(Point-per-instance localization data)

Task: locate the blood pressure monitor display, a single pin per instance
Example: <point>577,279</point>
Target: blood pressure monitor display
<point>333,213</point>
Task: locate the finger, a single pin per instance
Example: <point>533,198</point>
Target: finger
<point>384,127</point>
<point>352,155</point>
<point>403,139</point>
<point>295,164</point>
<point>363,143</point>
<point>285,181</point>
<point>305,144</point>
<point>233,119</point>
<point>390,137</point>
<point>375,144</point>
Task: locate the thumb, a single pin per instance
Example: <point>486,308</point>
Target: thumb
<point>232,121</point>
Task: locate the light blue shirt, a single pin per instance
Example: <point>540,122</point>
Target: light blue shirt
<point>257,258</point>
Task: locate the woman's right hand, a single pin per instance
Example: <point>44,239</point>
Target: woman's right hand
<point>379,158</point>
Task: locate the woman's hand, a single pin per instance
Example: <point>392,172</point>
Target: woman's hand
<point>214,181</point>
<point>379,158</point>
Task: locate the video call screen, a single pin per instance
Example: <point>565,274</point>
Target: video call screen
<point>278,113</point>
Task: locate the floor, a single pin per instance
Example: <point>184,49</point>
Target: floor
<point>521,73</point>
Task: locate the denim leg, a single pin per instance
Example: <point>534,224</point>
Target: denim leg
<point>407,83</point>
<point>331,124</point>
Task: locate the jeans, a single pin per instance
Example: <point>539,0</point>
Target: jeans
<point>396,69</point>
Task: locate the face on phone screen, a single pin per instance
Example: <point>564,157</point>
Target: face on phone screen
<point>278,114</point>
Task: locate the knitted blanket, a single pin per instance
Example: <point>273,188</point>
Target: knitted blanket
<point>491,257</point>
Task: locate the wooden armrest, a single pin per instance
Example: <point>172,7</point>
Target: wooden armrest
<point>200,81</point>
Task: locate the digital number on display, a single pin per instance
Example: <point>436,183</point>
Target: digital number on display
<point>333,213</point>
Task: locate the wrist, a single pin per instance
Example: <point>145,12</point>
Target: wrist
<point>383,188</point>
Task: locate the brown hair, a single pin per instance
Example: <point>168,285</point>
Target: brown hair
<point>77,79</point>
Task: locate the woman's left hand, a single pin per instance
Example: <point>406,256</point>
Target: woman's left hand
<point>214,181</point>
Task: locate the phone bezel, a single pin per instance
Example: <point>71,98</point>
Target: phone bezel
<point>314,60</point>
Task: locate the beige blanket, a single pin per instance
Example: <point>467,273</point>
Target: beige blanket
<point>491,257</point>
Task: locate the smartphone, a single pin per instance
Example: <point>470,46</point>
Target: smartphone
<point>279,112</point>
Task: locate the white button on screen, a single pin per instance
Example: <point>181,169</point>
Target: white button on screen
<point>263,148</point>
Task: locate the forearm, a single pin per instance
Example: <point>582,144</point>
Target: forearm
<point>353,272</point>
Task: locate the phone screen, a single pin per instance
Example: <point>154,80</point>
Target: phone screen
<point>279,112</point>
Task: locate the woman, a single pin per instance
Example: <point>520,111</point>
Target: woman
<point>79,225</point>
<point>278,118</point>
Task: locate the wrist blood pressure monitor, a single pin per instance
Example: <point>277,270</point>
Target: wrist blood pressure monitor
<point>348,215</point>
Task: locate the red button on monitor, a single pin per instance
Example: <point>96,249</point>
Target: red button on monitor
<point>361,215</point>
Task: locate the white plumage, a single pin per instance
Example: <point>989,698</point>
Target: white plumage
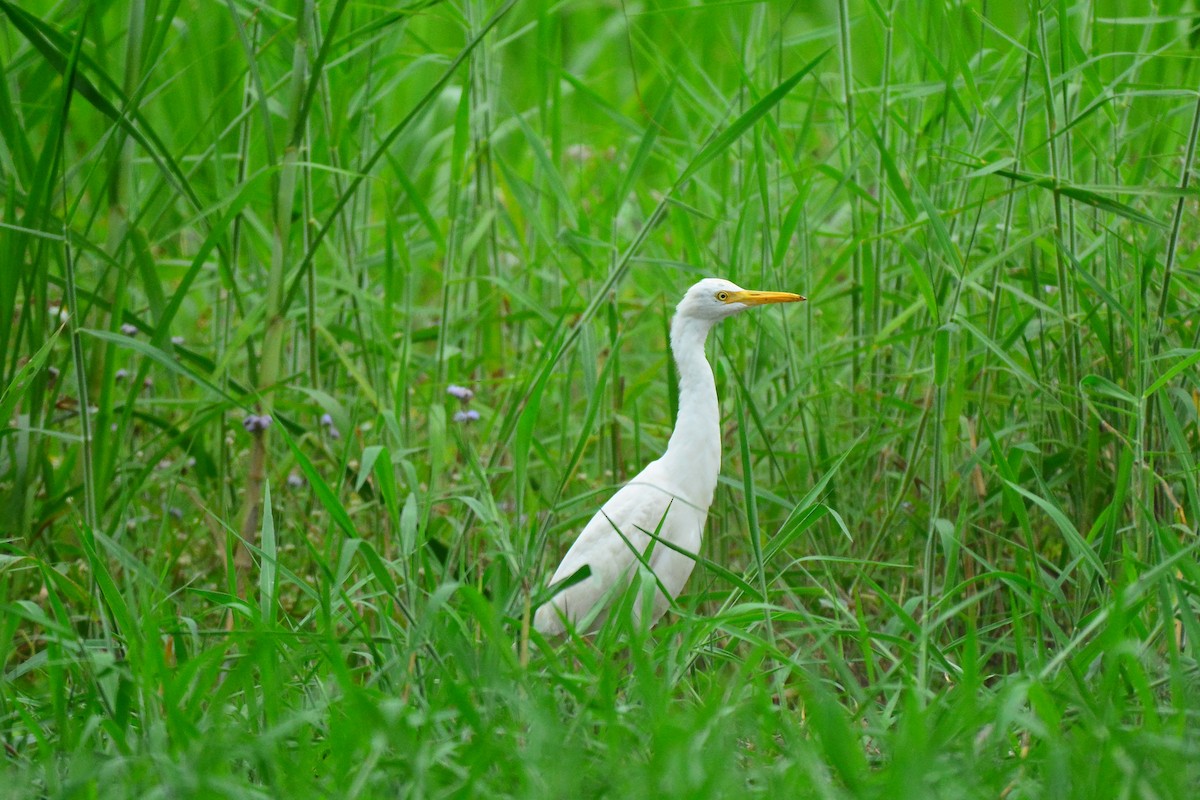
<point>672,494</point>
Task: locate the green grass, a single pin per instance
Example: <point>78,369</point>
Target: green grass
<point>953,553</point>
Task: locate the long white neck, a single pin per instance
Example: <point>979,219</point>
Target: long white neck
<point>695,449</point>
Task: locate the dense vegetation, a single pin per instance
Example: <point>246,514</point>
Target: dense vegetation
<point>252,547</point>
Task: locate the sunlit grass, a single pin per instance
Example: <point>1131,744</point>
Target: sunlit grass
<point>953,552</point>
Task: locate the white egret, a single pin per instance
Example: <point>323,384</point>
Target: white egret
<point>670,498</point>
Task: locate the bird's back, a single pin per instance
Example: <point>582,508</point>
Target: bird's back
<point>649,504</point>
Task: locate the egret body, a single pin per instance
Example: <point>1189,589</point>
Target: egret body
<point>670,498</point>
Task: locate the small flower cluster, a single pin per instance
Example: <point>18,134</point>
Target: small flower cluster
<point>465,395</point>
<point>256,422</point>
<point>327,421</point>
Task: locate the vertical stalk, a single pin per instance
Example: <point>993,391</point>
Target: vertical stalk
<point>1061,230</point>
<point>856,298</point>
<point>274,337</point>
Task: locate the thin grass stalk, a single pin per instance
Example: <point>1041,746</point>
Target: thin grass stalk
<point>856,298</point>
<point>276,324</point>
<point>1066,292</point>
<point>881,220</point>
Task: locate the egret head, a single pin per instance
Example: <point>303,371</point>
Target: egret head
<point>714,299</point>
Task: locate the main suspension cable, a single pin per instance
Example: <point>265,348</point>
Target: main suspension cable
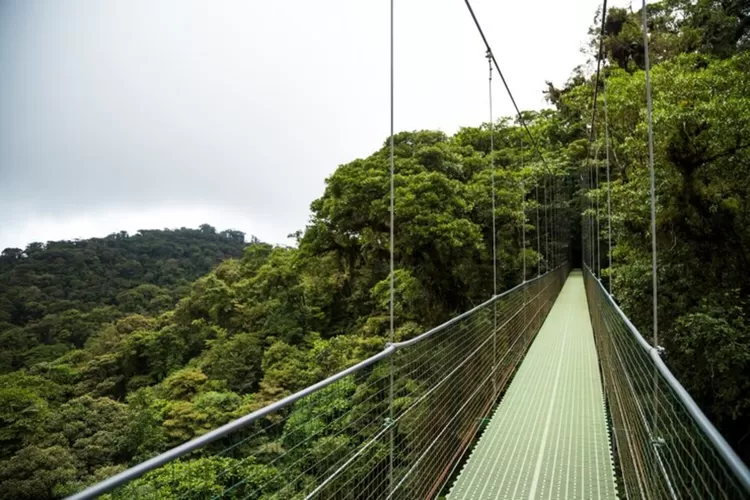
<point>494,230</point>
<point>392,284</point>
<point>505,83</point>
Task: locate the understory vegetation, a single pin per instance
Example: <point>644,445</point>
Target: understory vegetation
<point>116,349</point>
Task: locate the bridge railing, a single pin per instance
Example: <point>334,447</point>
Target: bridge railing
<point>666,446</point>
<point>392,426</point>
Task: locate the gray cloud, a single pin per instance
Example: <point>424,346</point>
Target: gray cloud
<point>112,112</point>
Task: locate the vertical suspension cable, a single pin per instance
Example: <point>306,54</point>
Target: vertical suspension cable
<point>523,209</point>
<point>538,234</point>
<point>651,170</point>
<point>609,189</point>
<point>653,204</point>
<point>494,231</point>
<point>598,229</point>
<point>546,228</point>
<point>391,334</point>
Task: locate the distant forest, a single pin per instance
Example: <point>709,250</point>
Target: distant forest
<point>116,349</point>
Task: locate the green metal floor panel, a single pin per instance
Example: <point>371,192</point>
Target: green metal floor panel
<point>548,437</point>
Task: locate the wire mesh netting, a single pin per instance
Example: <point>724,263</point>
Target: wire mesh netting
<point>663,450</point>
<point>346,440</point>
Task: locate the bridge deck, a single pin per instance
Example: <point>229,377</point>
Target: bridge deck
<point>548,437</point>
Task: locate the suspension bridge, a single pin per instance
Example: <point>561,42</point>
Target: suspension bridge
<point>546,390</point>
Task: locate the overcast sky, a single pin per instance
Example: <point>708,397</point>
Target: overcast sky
<point>122,115</point>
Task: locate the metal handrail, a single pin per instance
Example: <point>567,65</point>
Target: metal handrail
<point>733,461</point>
<point>168,456</point>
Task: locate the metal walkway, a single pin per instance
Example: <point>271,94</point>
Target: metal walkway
<point>548,437</point>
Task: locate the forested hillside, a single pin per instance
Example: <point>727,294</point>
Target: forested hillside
<point>120,358</point>
<point>55,295</point>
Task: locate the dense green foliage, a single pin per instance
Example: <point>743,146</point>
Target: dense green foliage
<point>54,296</point>
<point>138,379</point>
<point>118,348</point>
<point>701,121</point>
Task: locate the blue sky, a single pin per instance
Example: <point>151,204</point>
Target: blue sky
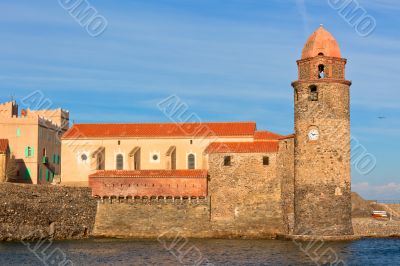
<point>229,60</point>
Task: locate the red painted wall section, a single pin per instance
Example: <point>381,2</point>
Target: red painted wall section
<point>148,186</point>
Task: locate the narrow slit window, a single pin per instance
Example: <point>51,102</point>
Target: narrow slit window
<point>120,162</point>
<point>191,161</point>
<point>227,161</point>
<point>321,71</point>
<point>265,160</point>
<point>313,93</point>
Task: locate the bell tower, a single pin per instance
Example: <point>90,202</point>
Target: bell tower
<point>322,200</point>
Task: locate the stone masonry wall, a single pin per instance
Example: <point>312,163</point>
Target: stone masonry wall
<point>286,175</point>
<point>153,218</point>
<point>30,212</point>
<point>245,196</point>
<point>322,167</point>
<point>3,167</point>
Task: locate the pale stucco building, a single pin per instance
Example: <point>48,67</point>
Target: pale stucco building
<point>34,142</point>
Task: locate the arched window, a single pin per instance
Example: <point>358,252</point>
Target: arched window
<point>313,93</point>
<point>120,162</point>
<point>321,71</point>
<point>191,161</point>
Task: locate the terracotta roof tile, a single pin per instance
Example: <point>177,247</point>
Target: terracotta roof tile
<point>266,136</point>
<point>3,145</point>
<point>321,41</point>
<point>291,136</point>
<point>151,173</point>
<point>242,147</point>
<point>161,130</point>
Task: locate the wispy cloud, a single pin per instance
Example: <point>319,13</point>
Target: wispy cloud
<point>388,191</point>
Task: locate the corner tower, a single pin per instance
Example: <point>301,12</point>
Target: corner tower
<point>322,200</point>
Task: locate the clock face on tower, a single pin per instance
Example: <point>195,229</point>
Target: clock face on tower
<point>313,134</point>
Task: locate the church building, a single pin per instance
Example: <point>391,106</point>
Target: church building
<point>297,184</point>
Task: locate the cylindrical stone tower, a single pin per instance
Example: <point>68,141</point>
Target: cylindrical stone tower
<point>322,200</point>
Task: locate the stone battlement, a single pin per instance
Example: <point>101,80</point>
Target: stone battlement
<point>155,200</point>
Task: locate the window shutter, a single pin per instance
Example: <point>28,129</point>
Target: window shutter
<point>27,173</point>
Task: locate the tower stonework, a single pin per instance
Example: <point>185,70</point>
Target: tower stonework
<point>322,194</point>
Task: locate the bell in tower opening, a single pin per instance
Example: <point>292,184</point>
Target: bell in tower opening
<point>322,180</point>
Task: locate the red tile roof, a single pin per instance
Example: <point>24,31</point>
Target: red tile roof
<point>265,136</point>
<point>160,130</point>
<point>151,173</point>
<point>291,136</point>
<point>3,145</point>
<point>242,147</point>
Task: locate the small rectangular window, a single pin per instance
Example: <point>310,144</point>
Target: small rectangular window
<point>28,152</point>
<point>227,160</point>
<point>265,160</point>
<point>27,173</point>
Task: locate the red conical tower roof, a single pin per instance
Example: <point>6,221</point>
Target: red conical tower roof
<point>321,42</point>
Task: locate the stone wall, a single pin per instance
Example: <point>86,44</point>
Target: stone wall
<point>285,173</point>
<point>3,167</point>
<point>139,218</point>
<point>30,212</point>
<point>245,196</point>
<point>152,218</point>
<point>322,166</point>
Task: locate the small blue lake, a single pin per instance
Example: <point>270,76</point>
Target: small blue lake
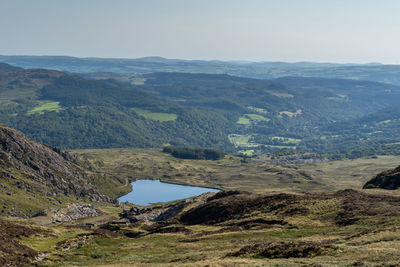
<point>146,192</point>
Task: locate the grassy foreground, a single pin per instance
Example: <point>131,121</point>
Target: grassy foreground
<point>274,225</point>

The task
Every line above in the stretch from the one with "Example: <point>1041,746</point>" through the one with "Task: locate the bridge deck, a" is to be transcribed exactly, ends included. No picture is copied.

Response for this exercise
Example: <point>1041,746</point>
Target: thin grass stalk
<point>856,298</point>
<point>276,324</point>
<point>1066,292</point>
<point>881,220</point>
Task: locate the egret head, a single pin per instance
Example: <point>303,371</point>
Target: egret head
<point>714,299</point>
Task: locate the main suspension cable, a single pin per instance
Example: <point>265,348</point>
Target: main suspension cable
<point>494,230</point>
<point>392,284</point>
<point>505,83</point>
Task: locate the understory vegetation, a single pin per instance
Example: <point>644,445</point>
Target: understory vegetation
<point>116,349</point>
Task: locate the bridge railing, a single pin per instance
Example: <point>334,447</point>
Target: bridge railing
<point>666,446</point>
<point>392,426</point>
Task: locate the gray cloud, a single pin per instance
Example: <point>424,346</point>
Target: gray cloud
<point>112,112</point>
Task: locate the vertical suspension cable, a single pin per instance
Example: <point>306,54</point>
Target: vertical suspension cable
<point>523,209</point>
<point>538,234</point>
<point>651,170</point>
<point>609,189</point>
<point>653,204</point>
<point>494,231</point>
<point>598,229</point>
<point>546,228</point>
<point>391,334</point>
Task: locate the distant forest, a single pin per instance
Example: <point>709,250</point>
Target: distant forest
<point>116,349</point>
Task: locate the green metal floor panel, a single pin per instance
Example: <point>371,192</point>
Target: green metal floor panel
<point>548,437</point>
Task: locate the wire mesh netting, a single pin per instance
Example: <point>724,263</point>
Target: wire mesh netting
<point>663,450</point>
<point>346,440</point>
Task: locate the bridge deck, a single pin per instance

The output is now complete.